(Exercise goal) Rewrite the lines of all the entries below, switching "detector" to "locator" and keeping everything else the same. Omit the pictures.

[Records from a collection]

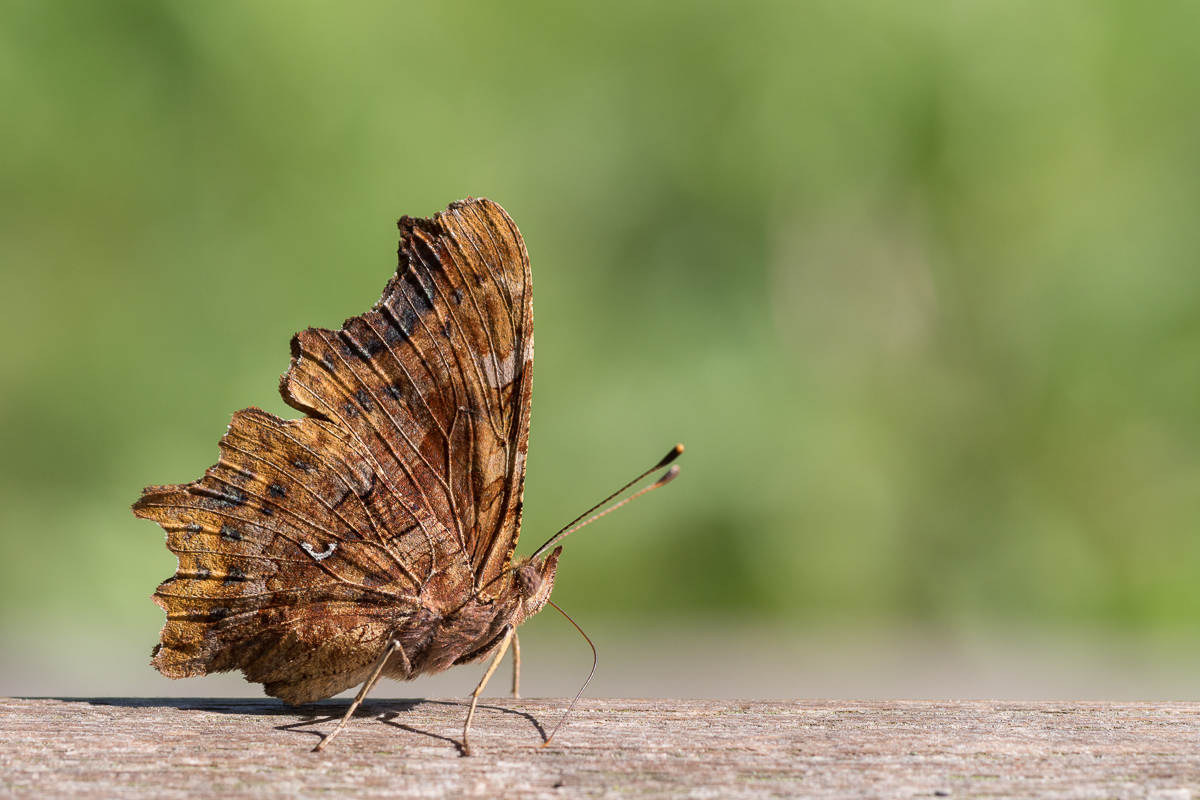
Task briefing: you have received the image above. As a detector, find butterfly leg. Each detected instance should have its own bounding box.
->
[312,639,408,753]
[462,625,514,756]
[512,631,521,697]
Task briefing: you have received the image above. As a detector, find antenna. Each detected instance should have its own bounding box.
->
[529,445,683,561]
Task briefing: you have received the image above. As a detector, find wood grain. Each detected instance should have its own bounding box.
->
[0,698,1200,800]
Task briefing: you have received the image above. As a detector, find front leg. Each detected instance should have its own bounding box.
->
[512,631,521,697]
[462,625,514,756]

(Solved exercise)
Task briefing: you have received the image above. As a locator, find butterfly leg. Each detected instance should have its own bounding box.
->
[312,639,408,753]
[462,625,514,756]
[512,631,521,697]
Task briefing: you have received the image above. As a locator, find antenna. Each detected instance should have its own bounding box.
->
[529,445,683,561]
Task briefing: you have received the image above. As a locator, find wood grain. Each detected instance should have its own bounding box.
->
[0,698,1200,800]
Task briefing: you have received the image above. As a locator, find front leg. Each detected instance should have its own bounding box.
->
[512,631,521,697]
[462,625,514,756]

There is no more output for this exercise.